── RECORDS FOR THIS TASK ──
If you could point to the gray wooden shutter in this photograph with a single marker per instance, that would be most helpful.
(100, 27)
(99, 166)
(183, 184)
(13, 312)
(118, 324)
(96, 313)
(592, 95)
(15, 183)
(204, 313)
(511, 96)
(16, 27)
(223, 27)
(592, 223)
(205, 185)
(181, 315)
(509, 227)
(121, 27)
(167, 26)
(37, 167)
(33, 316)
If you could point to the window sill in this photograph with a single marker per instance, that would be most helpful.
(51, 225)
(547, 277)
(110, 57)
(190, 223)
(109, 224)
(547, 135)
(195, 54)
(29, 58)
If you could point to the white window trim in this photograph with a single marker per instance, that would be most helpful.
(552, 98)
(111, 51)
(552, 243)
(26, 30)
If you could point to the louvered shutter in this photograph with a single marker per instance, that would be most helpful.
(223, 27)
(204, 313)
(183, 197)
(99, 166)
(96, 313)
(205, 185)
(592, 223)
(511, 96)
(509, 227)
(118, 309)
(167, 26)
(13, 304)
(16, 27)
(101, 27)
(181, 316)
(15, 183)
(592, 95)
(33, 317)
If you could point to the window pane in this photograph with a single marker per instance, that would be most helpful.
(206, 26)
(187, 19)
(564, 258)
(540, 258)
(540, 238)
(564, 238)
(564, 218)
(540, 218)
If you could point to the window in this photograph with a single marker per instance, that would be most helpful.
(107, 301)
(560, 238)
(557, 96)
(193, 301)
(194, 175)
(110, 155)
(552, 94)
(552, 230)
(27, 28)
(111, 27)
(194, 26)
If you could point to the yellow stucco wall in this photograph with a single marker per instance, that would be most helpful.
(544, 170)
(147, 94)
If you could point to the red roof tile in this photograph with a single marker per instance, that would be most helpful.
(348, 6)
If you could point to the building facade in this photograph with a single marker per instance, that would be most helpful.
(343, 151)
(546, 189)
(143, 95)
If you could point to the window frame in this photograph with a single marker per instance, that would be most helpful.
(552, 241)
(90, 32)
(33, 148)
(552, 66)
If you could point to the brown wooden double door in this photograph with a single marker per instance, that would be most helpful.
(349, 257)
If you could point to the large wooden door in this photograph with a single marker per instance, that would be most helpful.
───
◆ WHAT IS EXPECTED ◆
Quote every entry exactly.

◆ SOLUTION TO THE EXERCISE ◆
If you could point to the gray wooden shutter in this photograph with a single marker per instance, that would be most helpful.
(100, 27)
(99, 166)
(183, 184)
(13, 312)
(118, 324)
(96, 313)
(592, 95)
(15, 183)
(204, 313)
(511, 96)
(16, 27)
(223, 27)
(592, 223)
(205, 185)
(181, 315)
(509, 227)
(121, 27)
(167, 26)
(37, 167)
(33, 316)
If you could point to the window sill in this photograph with a single marker per instance, that would be most helpful.
(51, 225)
(547, 277)
(110, 57)
(190, 223)
(109, 224)
(547, 135)
(195, 54)
(29, 58)
If you could point to the white window trim in this photograph with a single marker per instance, that would be most helpful.
(552, 98)
(111, 51)
(552, 243)
(26, 30)
If you could point to the louvered shutter in this photograph with a single marker per instance, that would be most helpful.
(223, 27)
(204, 313)
(183, 197)
(99, 166)
(96, 313)
(205, 185)
(592, 223)
(511, 96)
(509, 227)
(118, 309)
(167, 26)
(13, 304)
(16, 27)
(101, 27)
(181, 316)
(15, 183)
(592, 95)
(33, 317)
If you could point to the window pane in this photograph with a single marker per instance, that would be most helpful.
(206, 26)
(187, 19)
(564, 258)
(540, 258)
(540, 238)
(564, 238)
(564, 218)
(540, 218)
If you could point to the window in this photograph with a single marker per instance, that would be most helpful.
(107, 301)
(560, 238)
(557, 96)
(193, 301)
(194, 175)
(110, 155)
(552, 94)
(552, 230)
(27, 28)
(111, 27)
(194, 26)
If you could point to the yellow stucco wall in this photograph with a single marker per instance, that would be most helpful.
(544, 170)
(147, 94)
If you could point to the red roof tile in this photograph with a single marker per instance, that would be most helpful.
(348, 6)
If you could point to the building facade in this photograph with a single marker per instance, that would be most helpful.
(343, 151)
(546, 189)
(143, 95)
If you could point to the window frame in this photograph with a single marker per instance, that would be most helpful.
(552, 241)
(90, 32)
(33, 148)
(552, 66)
If you could point to the brown wooden double door in this photograph with a single marker per instance, that would be most helpful.
(349, 257)
If you could point to the large wooden door in this photograph with a single marker per instance, that would be most helpful.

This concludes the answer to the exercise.